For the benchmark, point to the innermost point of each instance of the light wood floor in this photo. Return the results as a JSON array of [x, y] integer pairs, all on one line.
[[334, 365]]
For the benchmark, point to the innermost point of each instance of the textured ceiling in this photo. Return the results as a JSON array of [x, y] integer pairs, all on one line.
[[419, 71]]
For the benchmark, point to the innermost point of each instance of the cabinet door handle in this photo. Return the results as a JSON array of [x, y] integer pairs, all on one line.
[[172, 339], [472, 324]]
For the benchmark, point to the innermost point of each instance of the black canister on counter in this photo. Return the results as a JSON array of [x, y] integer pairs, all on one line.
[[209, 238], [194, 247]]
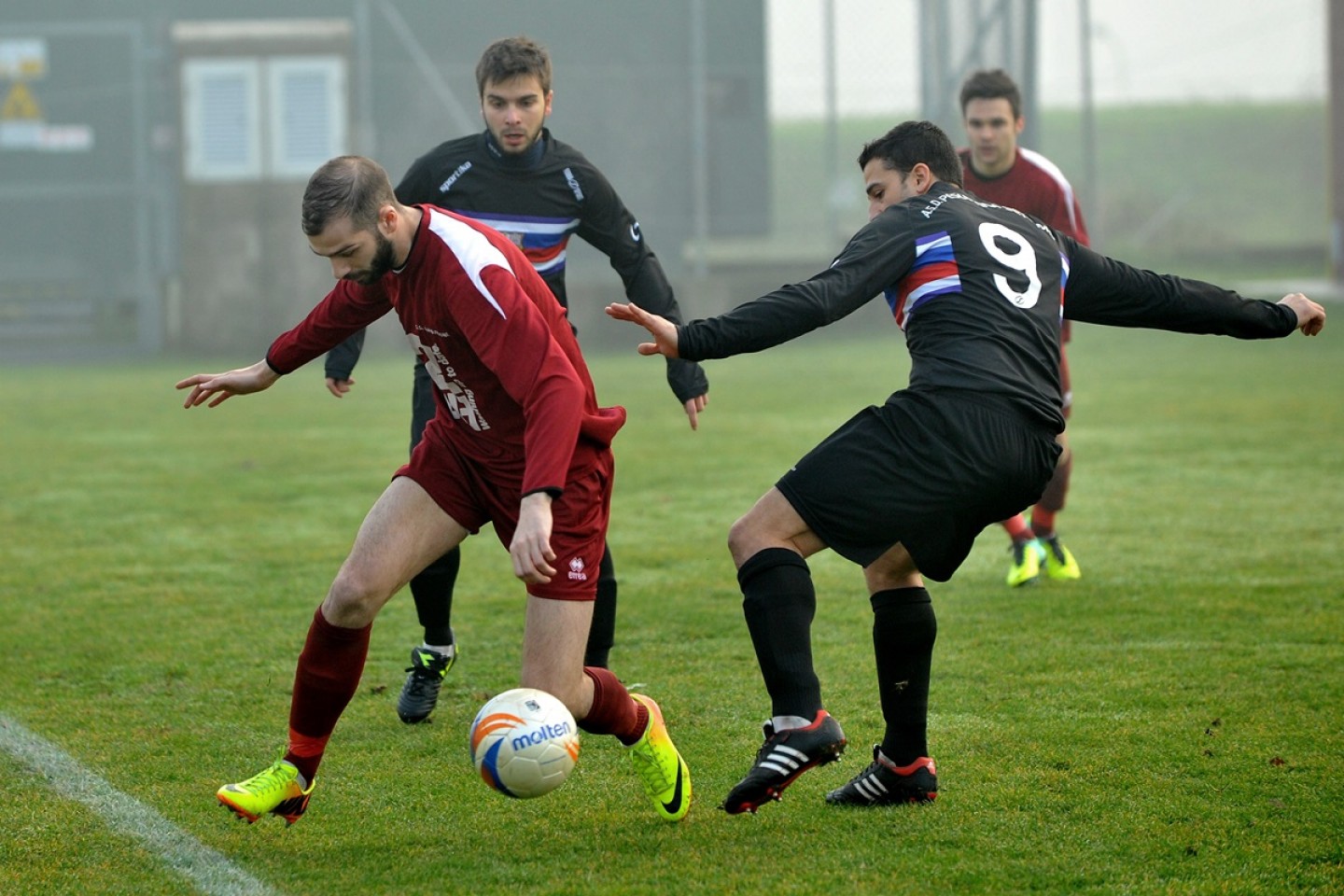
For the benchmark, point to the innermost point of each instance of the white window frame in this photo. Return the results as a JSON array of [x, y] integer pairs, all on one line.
[[283, 161], [198, 161]]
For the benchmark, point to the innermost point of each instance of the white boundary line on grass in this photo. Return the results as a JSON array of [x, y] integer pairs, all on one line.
[[207, 869]]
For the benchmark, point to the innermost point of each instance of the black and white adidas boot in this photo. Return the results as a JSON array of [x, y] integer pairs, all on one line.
[[784, 757], [885, 783]]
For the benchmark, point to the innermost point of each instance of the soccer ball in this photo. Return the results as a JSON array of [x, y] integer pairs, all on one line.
[[525, 743]]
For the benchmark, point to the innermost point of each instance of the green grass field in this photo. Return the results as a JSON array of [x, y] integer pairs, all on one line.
[[1173, 723]]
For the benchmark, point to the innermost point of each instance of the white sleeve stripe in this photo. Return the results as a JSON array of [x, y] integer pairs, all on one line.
[[472, 250]]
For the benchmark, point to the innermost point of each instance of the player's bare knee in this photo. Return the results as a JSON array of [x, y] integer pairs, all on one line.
[[354, 596], [742, 540]]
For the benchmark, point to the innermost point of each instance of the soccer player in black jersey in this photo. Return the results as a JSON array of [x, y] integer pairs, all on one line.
[[903, 489], [538, 191]]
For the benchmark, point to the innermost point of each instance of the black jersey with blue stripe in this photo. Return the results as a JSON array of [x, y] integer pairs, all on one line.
[[980, 290]]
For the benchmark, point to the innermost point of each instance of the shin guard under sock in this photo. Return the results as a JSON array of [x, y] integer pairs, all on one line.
[[613, 711], [433, 594], [602, 632], [327, 678], [778, 602], [903, 632]]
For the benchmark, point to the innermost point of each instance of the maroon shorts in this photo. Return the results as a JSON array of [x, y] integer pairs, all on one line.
[[473, 495]]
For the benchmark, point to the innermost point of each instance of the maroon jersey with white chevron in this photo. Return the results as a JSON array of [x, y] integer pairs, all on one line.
[[1034, 186], [512, 385]]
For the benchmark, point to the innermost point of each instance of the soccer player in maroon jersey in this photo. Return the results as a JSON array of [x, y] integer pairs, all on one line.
[[518, 440], [539, 191], [996, 168], [902, 489]]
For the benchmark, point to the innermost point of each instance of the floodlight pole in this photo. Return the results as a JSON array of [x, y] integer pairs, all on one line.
[[833, 119], [1089, 124], [1337, 109]]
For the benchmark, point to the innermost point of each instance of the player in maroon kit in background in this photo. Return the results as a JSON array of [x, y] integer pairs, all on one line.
[[518, 440], [1001, 171]]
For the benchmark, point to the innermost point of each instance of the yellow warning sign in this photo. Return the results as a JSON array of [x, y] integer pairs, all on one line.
[[21, 104]]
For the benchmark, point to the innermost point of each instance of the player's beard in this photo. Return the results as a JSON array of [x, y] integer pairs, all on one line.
[[382, 262]]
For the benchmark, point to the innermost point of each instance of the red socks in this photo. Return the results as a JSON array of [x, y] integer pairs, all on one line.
[[613, 712], [327, 678]]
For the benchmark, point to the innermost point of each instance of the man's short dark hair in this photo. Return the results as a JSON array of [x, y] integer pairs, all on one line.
[[991, 83], [345, 187], [513, 58], [912, 143]]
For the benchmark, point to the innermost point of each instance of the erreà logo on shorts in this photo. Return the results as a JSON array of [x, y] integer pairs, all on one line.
[[577, 572]]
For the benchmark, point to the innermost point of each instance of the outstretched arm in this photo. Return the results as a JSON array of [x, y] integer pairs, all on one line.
[[1310, 317], [217, 387], [660, 328]]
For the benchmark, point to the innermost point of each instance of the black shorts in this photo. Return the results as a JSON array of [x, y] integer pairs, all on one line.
[[926, 470]]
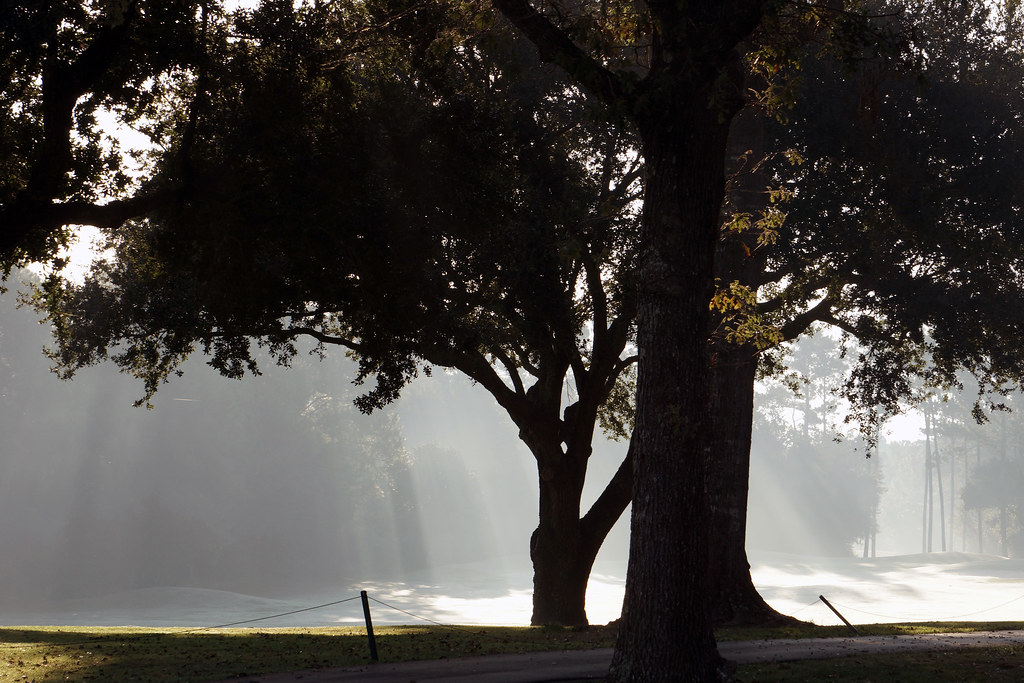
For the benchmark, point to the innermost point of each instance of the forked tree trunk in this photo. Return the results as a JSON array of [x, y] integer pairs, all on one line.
[[561, 559], [564, 545]]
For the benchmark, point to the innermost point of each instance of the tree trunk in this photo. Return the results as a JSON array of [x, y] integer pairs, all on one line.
[[564, 546], [561, 560], [667, 598], [734, 599]]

DIRECTIVE: Turn all of the material above into a numbered list with no blank lines, and leave the pictures out.

FINISHED ANSWER:
1. For the benchmark, point to the innermost point of each instance of the light wood floor in this photo. Return the results as a JSON array of [x, y] integer pairs, all on one line.
2. [[334, 365]]
3. For the benchmark, point to the innermost point of each instance of the textured ceiling in this photo. Return the results as a JSON array of [x, y] integer pairs, all on one line.
4. [[419, 71]]
5. For the benchmark, point to the innermost point of each instance of the cabinet door handle in this photo. Return the results as a JSON array of [x, y] integer pairs, all on one line.
6. [[172, 339], [472, 324]]
7. For the benchmark, point to the innermost point of each instance of the black canister on counter in this photo. Return the results as a JSON array of [x, y] integer pairs, all on one line.
8. [[209, 238], [194, 247]]
9. For the benchmark, point to the innermost point of each instance of the white window frame in this photo. Return the results as a JSON array of [x, y] integer pairs, all on one line.
10. [[283, 161], [198, 161]]
11. For the benchmark, point to the innermost point of each instance of the white boundary line on grass in this photo. Return the results as a JSON array of [x, y] integer pairs, all on one line.
12. [[207, 869]]
13. For the benchmark, point to the innermost point of each instance of the black and white adidas boot in this photo. Return the results as a JSON array of [x, y] integer pairs, all on one line.
14. [[784, 757], [885, 783]]
15. For the benchmark, point to the innermost point of each instance of the soccer ball in this photo. Return the results as a JSON array of [x, y] integer pairs, all on one line.
16. [[525, 743]]
17. For the benchmark, point to the innermost point of each instance of the green grass field in this photo. Return the results as a JSON array of [x, y] integer pairs, all on one line.
18. [[1173, 723]]
19. For the benchmark, point to the innermost point of each instance of the white sleeve stripe in this photo. Return the results as a JSON array of [x, y] integer pairs, all on one line.
20. [[472, 250]]
21. For the benchmark, point to the innermost point of each instance of the player's bare knee in this photo. Return the results as a JSON array of [x, y] integer pairs, all on one line.
22. [[354, 596], [742, 540]]
23. For the benchmark, point to the innermost point of each instance of the soccer player in black jersey in this photo. Return the results as a JSON array of [x, y] integer pairs, all on one line.
24. [[903, 489], [538, 191]]
25. For the benchmark, point to the innermost point of each instance of the black jersey with blue stripe in this photo. Return the results as a JSON array of [x, y] integer pairs, all on one line.
26. [[980, 290]]
27. For the benchmark, point to the innermost point of each instance of the shin guard under sock in this photo. Return the results as a JSON array of [x, y] integer pairs, all on one line.
28. [[613, 711], [433, 594], [602, 632], [327, 678], [778, 602], [903, 632]]
29. For the benchmark, point to the innermost point of each instance of the maroon shorts in this photo. Return the results as a JSON array of [x, y] integer pairs, all on one line.
30. [[473, 495]]
31. For the benchmark, point to the innermost point of each instance of the maroon jersey with white chevron in this photo. Return the results as a JSON array of [x, y] integer pairs, all on one line.
32. [[1034, 186], [512, 385]]
33. For the benchmark, point to the innermost point of each instance of the soccer player in maroon jersey in this photo. Return the results as a JSON array of [x, y] integer pairs, all on one line.
34. [[518, 440], [539, 191], [996, 168], [902, 489]]
35. For the benchmark, point to the innermost point of each instance of the floodlight pole in this photo. Return the results as a JSON array of [x, y] integer pairs, all on one line.
36. [[833, 119], [1089, 124], [1337, 109]]
37. For the benchmark, point to the innermost point of each instance of the player in maroon kit in background in this photo. Return the results as a JSON array of [x, y] integer pairs, all on one line.
38. [[518, 440], [1001, 171]]
39. For the benchmark, point to the innermost point of each instance of the yellow warning sign in this photo. Return the results as a JSON array of [x, y] integer pairs, all on one line.
40. [[21, 104]]
41. For the benchmark, point to the innermost point of each instance of the player's beard in this photo. Return the results as a JSON array of [x, y] integer pairs, all on one line.
42. [[382, 262]]
43. For the benchmark, point to the innermost point of each instance of the red socks in this photo. Return the results as a JSON array of [x, y] integer pairs, all on one line.
44. [[613, 712], [327, 678]]
45. For the benchmark, point to the innermost point of each instance of the man's short dark hair in this photo. Return the results as a JSON array of [x, y] integer pairs, all on one line.
46. [[991, 83], [345, 187], [513, 58], [912, 143]]
47. For the benchmark, point to the innermost point of each instance of the erreà logo on shorts in this photo. Return the results as a JSON array of [x, y] integer pairs, all on one line.
48. [[577, 572]]
49. For the benchmark, point to the innermost point of each instance of the outstretched arm in this photo. Return the results as a JSON array of [x, y] integer pairs, all on one line.
50. [[1310, 317], [217, 387], [660, 328]]
51. For the benchmark, point to the innermost point of each instance of the black shorts in this photo. Return the results as a JSON array of [x, y] integer pairs, all on one line.
52. [[926, 470]]
53. For the benchmark, point to the innermost point of each instance of the forked tree trunk in this photo. Return the results as a JSON array of [x, y] integer pairs, all on one line.
54. [[561, 559], [564, 545]]
55. For the benchmark, point to the innermost point of each instance of the tree trunk in this photo. Return the results as a JSON array of [x, y] integer pairs, all on one line.
56. [[564, 546], [561, 560], [667, 598], [734, 599]]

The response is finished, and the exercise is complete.